• Activity
Take the records below from their first line through the line holding "Where can the haze", and set each of those lines down exactly, without pictures.

Data excerpts
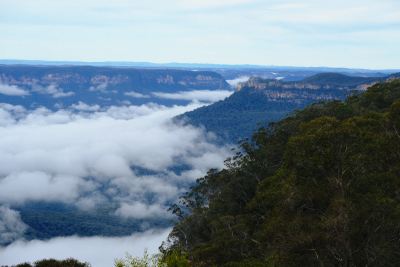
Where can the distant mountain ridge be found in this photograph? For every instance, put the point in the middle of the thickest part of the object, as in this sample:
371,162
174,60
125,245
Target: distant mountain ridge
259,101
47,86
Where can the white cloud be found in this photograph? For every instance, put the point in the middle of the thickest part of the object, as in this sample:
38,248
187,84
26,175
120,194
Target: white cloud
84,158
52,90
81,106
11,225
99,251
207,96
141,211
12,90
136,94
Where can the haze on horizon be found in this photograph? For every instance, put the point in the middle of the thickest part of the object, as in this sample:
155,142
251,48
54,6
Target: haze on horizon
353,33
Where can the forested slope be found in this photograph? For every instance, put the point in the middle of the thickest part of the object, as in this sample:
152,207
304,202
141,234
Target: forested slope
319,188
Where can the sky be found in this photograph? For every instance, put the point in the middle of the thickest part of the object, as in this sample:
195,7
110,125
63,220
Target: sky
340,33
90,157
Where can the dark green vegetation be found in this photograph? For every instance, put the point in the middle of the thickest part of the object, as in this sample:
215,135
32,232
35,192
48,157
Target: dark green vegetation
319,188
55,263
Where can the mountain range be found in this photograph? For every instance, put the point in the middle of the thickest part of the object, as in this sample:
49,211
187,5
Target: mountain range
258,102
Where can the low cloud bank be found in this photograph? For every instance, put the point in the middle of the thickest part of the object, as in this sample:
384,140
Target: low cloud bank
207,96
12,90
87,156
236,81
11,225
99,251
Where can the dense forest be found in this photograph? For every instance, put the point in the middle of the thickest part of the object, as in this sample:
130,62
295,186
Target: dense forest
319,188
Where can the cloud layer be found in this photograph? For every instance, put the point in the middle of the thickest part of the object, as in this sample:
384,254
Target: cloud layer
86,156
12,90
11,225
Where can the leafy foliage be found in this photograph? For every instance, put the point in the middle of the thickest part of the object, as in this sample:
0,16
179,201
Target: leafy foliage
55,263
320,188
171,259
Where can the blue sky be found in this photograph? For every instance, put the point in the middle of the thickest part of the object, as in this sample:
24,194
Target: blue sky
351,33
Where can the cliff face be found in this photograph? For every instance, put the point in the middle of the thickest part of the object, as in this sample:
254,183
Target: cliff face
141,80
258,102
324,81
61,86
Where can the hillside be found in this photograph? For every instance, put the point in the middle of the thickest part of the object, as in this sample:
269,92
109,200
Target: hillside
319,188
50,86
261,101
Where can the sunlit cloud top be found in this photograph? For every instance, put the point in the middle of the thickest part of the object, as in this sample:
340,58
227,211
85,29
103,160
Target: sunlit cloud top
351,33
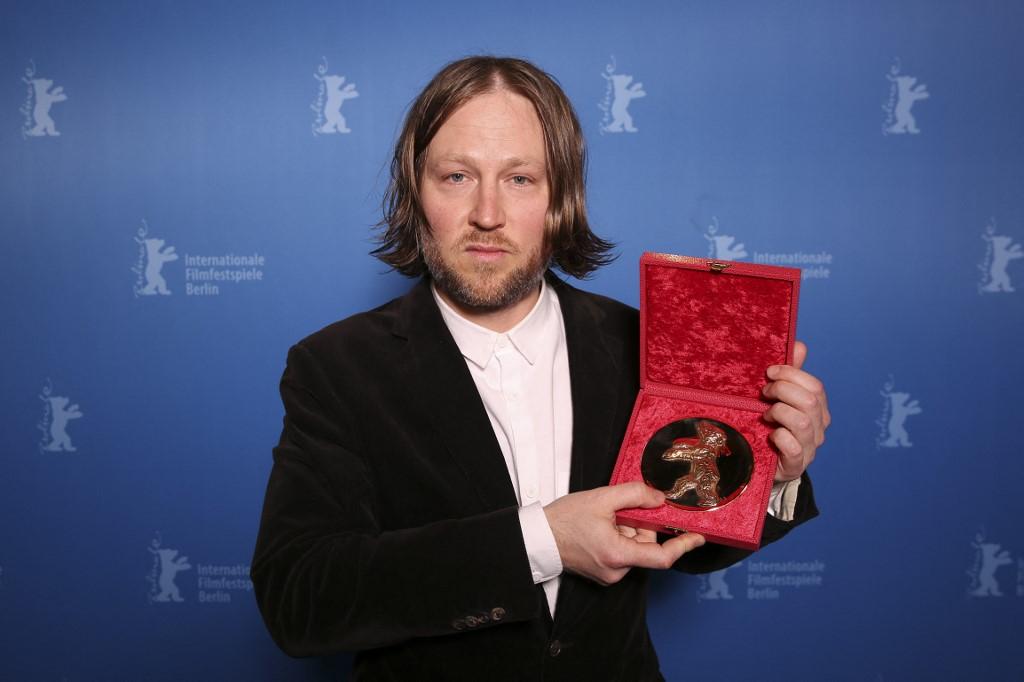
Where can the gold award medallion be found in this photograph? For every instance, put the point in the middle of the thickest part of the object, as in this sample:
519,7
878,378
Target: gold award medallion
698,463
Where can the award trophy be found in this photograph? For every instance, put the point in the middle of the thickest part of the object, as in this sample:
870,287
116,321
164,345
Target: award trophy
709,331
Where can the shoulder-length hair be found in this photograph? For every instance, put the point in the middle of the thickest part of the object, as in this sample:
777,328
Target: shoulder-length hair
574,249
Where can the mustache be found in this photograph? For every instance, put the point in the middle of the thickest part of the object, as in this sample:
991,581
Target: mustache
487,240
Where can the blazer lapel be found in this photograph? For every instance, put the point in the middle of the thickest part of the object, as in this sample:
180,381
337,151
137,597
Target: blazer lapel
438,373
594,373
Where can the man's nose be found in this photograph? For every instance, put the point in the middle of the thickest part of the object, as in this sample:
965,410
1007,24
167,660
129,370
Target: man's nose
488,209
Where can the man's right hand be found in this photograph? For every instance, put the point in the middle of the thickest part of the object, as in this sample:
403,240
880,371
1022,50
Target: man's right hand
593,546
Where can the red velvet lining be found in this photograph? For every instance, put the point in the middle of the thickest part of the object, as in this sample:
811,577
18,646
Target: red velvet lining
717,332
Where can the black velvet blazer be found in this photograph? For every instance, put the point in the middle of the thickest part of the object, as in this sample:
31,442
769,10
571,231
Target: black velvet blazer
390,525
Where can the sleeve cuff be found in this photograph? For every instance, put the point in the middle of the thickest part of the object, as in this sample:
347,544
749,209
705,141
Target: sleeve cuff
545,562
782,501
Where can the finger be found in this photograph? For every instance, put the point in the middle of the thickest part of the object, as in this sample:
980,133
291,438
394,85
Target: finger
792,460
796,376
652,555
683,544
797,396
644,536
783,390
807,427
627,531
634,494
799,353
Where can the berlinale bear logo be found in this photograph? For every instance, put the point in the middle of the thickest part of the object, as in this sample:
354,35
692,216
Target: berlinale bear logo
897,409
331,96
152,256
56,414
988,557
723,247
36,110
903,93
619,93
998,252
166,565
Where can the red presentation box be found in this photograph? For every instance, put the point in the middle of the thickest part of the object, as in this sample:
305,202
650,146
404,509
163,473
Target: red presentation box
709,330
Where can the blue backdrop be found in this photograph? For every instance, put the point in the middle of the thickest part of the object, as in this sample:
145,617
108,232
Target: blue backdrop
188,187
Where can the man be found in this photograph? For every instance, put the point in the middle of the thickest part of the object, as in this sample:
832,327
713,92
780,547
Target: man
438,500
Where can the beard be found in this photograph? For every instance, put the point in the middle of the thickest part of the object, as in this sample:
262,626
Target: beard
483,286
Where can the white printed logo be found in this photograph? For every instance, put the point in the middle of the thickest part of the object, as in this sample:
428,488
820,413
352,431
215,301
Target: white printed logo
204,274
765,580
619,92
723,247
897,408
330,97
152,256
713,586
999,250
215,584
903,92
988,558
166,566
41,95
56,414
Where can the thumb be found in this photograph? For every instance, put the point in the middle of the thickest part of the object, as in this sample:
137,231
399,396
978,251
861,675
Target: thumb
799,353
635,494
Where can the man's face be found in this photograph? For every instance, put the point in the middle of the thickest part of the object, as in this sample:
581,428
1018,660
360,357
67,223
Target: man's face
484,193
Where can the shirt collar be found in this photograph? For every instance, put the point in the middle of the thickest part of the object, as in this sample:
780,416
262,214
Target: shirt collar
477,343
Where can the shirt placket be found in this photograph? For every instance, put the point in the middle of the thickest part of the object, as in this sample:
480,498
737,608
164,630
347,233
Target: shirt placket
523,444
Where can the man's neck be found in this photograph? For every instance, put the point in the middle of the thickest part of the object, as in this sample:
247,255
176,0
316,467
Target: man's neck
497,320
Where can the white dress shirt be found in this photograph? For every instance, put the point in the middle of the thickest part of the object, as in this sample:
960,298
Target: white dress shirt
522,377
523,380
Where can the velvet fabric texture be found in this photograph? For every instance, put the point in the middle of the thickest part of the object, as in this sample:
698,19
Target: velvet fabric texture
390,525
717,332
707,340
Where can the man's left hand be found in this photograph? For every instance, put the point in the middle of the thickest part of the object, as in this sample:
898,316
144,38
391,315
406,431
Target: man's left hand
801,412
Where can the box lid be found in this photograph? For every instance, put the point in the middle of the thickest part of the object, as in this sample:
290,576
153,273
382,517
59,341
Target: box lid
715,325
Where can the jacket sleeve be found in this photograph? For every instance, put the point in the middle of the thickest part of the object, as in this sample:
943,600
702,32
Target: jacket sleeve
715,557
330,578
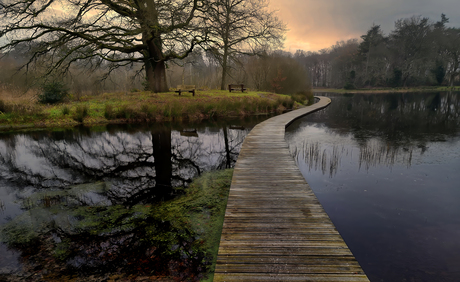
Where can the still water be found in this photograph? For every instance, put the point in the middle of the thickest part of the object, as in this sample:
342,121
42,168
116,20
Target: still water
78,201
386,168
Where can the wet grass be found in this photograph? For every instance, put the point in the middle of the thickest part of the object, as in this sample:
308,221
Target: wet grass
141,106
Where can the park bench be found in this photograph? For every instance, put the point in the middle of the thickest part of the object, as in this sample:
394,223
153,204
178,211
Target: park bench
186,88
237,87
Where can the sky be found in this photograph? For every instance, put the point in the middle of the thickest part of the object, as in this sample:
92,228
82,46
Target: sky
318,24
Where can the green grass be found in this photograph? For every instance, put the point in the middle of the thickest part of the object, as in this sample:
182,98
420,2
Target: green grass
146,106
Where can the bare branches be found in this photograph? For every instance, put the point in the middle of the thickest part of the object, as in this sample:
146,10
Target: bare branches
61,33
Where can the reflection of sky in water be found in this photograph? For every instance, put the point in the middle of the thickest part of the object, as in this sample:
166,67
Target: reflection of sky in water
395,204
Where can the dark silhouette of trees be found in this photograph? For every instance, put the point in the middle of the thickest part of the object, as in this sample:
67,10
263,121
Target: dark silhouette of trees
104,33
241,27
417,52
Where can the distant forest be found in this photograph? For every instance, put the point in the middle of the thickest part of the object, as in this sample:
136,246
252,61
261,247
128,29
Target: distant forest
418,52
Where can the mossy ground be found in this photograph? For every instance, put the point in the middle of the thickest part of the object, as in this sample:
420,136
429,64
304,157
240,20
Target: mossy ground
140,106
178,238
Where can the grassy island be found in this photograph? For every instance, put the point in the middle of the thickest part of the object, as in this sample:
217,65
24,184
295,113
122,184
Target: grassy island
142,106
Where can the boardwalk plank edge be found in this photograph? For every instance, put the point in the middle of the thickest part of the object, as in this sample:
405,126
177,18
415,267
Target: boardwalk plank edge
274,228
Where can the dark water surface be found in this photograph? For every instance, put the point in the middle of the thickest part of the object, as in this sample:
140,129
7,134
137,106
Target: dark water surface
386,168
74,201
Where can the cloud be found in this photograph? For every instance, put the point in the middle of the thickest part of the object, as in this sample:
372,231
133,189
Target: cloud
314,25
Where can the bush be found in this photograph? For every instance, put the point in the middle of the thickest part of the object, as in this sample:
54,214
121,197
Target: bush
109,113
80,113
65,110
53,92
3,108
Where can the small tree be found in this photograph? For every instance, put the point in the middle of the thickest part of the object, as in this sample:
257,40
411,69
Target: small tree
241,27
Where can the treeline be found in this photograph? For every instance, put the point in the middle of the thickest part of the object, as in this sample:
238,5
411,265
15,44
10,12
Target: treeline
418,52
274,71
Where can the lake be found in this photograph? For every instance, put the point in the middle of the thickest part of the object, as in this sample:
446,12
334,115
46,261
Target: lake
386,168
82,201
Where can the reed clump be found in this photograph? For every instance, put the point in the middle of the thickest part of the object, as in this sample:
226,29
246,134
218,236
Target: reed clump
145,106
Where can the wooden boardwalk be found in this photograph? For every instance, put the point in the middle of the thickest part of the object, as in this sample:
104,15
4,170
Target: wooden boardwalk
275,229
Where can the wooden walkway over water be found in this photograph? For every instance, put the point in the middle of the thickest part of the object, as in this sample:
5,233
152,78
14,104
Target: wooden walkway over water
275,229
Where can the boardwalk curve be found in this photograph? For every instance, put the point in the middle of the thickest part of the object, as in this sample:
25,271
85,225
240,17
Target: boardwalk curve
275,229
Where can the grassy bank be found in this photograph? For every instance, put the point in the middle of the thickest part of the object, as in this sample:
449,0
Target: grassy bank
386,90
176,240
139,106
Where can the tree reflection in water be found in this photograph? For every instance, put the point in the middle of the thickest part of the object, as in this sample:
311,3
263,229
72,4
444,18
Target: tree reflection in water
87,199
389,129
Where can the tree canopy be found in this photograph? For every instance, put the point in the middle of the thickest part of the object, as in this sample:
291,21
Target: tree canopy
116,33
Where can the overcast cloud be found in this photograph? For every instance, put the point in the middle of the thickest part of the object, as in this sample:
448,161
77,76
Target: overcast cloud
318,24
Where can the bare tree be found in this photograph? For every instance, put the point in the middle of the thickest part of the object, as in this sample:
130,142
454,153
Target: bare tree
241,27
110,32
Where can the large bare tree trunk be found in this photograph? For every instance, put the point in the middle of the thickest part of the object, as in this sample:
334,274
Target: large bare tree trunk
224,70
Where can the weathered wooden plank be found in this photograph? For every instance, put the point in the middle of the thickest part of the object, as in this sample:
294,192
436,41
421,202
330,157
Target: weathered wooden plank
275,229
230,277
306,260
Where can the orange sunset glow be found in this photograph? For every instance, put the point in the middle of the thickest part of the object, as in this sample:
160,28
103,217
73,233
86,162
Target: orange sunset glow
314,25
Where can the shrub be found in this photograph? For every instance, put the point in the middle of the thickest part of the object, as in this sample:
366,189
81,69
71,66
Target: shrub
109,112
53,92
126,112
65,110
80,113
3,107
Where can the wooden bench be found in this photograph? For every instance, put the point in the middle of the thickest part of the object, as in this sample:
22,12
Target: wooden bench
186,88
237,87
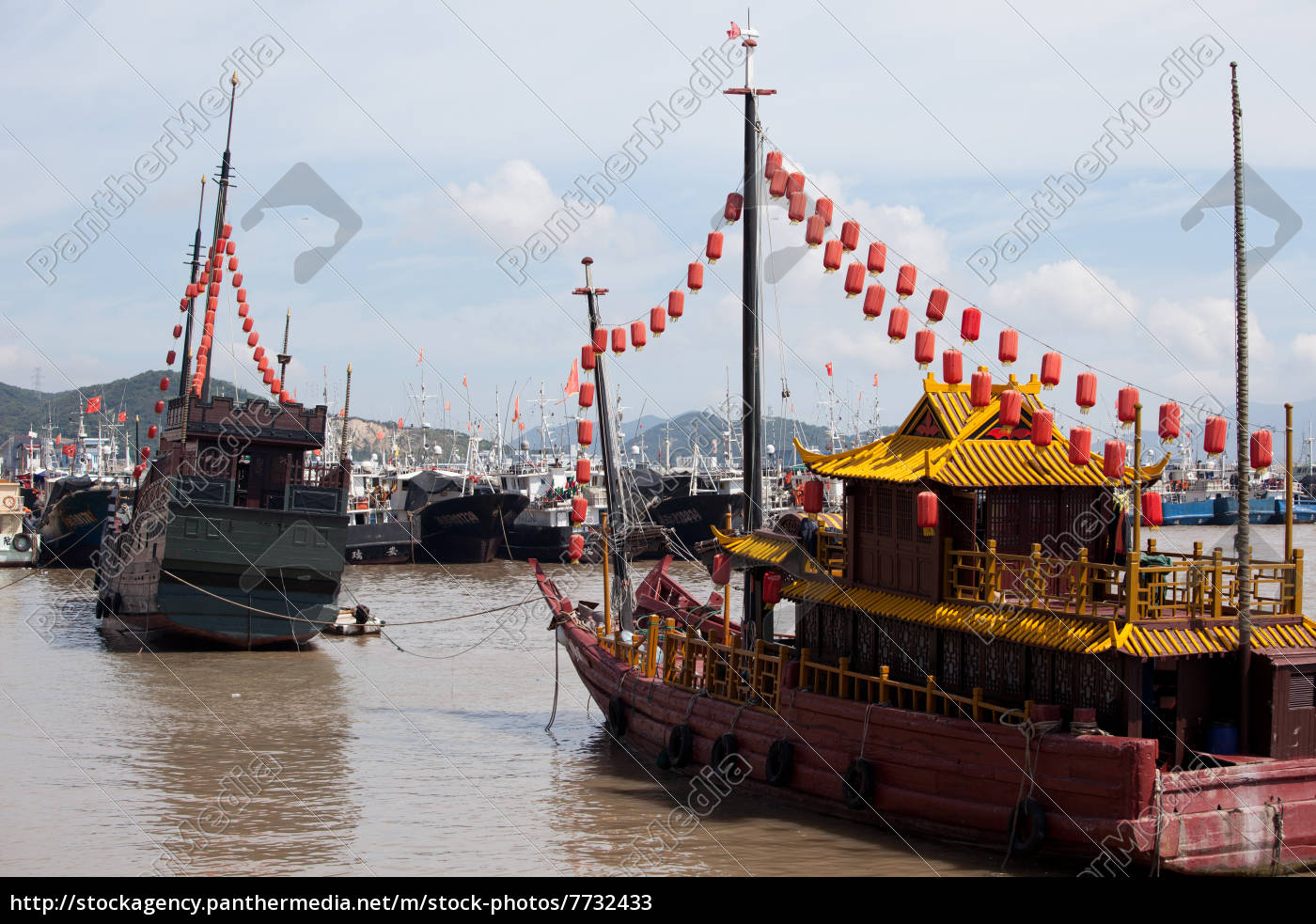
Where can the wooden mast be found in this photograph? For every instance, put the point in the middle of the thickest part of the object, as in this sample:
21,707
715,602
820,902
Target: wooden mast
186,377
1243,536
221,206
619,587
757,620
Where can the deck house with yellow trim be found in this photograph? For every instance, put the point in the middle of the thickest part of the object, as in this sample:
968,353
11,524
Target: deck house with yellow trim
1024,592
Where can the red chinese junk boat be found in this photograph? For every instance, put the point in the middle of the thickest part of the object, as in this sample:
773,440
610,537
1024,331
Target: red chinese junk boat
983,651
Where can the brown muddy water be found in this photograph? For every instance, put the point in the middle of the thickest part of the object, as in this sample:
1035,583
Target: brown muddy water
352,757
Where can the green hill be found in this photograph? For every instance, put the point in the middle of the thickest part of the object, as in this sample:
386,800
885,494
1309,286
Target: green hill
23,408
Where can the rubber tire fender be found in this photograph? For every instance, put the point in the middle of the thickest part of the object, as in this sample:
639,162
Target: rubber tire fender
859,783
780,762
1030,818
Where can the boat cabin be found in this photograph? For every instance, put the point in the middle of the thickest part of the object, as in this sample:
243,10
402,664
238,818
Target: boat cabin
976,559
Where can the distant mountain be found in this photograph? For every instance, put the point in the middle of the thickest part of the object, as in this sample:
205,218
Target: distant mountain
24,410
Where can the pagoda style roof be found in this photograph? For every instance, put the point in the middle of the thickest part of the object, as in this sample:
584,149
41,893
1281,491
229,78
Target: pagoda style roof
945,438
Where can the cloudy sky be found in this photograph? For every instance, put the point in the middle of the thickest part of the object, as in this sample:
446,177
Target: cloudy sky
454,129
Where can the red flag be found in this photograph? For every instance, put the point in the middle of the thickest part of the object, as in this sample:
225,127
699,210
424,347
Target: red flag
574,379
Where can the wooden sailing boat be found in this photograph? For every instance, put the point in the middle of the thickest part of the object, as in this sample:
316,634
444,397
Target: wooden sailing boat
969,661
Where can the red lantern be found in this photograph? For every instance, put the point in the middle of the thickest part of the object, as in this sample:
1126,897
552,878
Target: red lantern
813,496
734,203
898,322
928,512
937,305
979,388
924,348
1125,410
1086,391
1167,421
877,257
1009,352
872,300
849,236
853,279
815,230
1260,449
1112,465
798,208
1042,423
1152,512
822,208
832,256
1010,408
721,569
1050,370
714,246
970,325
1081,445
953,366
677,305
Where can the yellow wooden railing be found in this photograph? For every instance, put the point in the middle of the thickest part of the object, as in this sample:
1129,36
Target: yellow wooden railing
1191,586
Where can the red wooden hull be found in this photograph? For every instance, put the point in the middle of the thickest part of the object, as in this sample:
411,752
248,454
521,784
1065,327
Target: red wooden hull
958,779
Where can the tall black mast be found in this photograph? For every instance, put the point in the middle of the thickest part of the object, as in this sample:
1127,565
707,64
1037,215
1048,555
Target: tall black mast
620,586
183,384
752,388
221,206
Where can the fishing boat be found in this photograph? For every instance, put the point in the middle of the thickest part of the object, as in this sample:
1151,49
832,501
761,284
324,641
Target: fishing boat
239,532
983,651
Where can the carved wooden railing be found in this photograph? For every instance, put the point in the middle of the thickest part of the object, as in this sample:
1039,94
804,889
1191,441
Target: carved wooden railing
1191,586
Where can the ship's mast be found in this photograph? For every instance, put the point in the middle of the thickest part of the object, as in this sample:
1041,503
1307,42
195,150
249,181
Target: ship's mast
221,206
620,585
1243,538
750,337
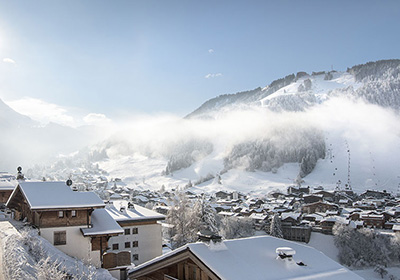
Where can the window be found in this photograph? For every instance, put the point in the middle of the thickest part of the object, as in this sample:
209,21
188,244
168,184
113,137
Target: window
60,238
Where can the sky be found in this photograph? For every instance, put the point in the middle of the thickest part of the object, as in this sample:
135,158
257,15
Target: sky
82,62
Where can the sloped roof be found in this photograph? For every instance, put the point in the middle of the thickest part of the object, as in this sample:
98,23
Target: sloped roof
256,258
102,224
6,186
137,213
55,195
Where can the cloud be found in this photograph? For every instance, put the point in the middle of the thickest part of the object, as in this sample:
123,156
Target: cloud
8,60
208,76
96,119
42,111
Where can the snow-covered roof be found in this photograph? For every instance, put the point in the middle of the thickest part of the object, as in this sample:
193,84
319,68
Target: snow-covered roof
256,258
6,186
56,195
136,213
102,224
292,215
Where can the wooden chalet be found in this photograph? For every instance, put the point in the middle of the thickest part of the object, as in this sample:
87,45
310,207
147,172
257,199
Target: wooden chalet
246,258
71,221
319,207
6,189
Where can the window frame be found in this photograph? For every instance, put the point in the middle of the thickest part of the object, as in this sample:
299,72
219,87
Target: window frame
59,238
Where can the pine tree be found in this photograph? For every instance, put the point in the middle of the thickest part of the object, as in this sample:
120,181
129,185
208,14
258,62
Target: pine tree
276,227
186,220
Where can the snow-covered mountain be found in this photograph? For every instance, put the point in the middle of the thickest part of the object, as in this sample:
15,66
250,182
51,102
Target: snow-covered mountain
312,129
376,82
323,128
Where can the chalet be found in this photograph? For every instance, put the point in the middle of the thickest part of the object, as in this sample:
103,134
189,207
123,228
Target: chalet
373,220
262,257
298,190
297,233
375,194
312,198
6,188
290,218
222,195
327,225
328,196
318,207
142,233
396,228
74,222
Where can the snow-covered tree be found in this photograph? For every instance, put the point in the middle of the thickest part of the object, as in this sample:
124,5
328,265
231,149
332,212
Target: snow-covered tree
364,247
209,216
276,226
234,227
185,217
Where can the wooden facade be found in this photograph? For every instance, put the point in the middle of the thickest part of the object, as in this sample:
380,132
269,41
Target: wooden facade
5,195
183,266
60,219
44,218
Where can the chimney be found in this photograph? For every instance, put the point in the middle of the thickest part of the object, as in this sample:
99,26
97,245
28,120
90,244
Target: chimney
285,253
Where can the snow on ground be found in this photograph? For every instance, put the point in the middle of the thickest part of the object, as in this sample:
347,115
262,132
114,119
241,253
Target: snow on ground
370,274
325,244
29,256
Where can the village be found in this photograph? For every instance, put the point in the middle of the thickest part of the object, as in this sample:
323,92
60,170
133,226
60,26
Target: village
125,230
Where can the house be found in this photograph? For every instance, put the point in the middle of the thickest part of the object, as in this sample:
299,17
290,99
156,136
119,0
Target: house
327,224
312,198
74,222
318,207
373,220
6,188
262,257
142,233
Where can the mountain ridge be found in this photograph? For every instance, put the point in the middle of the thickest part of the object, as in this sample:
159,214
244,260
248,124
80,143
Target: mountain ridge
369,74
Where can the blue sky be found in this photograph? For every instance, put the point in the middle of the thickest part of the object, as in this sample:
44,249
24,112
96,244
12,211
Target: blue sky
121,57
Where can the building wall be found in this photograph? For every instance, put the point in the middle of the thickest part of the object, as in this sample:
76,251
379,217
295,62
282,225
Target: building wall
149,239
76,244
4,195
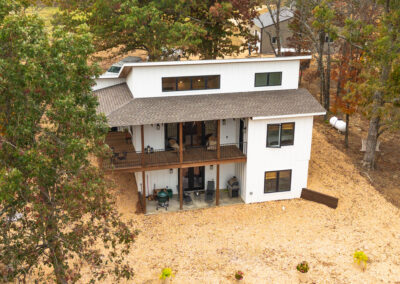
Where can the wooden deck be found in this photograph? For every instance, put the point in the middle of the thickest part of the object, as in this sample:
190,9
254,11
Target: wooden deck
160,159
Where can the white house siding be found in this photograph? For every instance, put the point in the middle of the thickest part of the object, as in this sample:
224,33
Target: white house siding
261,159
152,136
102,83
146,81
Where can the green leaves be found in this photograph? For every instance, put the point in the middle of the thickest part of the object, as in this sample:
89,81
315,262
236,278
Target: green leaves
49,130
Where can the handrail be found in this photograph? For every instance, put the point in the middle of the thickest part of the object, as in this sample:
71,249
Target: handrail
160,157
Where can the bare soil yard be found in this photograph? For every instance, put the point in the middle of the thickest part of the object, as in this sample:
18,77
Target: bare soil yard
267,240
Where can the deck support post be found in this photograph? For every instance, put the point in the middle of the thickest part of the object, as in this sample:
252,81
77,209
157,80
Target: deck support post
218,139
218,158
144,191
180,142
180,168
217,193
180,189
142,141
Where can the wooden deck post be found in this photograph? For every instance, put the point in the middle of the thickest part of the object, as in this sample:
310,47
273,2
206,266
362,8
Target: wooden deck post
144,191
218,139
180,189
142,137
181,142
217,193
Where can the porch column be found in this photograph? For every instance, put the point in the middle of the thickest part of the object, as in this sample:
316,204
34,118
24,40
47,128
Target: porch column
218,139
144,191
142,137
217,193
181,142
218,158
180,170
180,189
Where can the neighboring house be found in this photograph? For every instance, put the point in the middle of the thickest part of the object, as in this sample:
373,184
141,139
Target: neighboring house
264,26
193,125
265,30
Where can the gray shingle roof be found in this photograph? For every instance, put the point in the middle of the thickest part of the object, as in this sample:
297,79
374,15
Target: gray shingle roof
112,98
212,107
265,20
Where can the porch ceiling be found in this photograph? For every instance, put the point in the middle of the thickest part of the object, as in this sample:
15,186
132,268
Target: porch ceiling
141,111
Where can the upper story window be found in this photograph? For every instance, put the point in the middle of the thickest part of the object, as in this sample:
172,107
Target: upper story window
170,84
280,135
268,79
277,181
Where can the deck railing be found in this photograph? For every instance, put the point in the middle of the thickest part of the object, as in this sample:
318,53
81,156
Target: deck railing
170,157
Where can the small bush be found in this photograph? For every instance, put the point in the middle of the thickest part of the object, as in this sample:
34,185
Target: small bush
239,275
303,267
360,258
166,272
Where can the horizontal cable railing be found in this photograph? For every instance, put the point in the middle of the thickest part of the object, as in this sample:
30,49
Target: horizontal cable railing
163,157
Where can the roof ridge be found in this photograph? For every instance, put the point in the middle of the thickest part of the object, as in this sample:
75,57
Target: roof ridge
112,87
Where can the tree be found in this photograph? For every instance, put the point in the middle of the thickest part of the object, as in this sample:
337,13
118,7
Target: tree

• Solution to this task
Where can the distant mountain ridge be found in this photograph? For every instance, put the point in the middle of the thickest part of the object, as in this sample:
371,162
174,60
125,245
Target: distant mountain ridge
259,101
47,86
Where can the white cloud be found in this photograph? For every instance, put the point in the middle of the thickest part of the object, as in this sample:
38,248
187,84
26,175
120,194
Target: white cloud
84,158
52,90
81,106
11,225
99,251
207,96
141,211
12,90
136,94
Where can the haze on horizon be found in this photograph? For every instance, put the point in the middle of the thickest part of the object, as in this sample:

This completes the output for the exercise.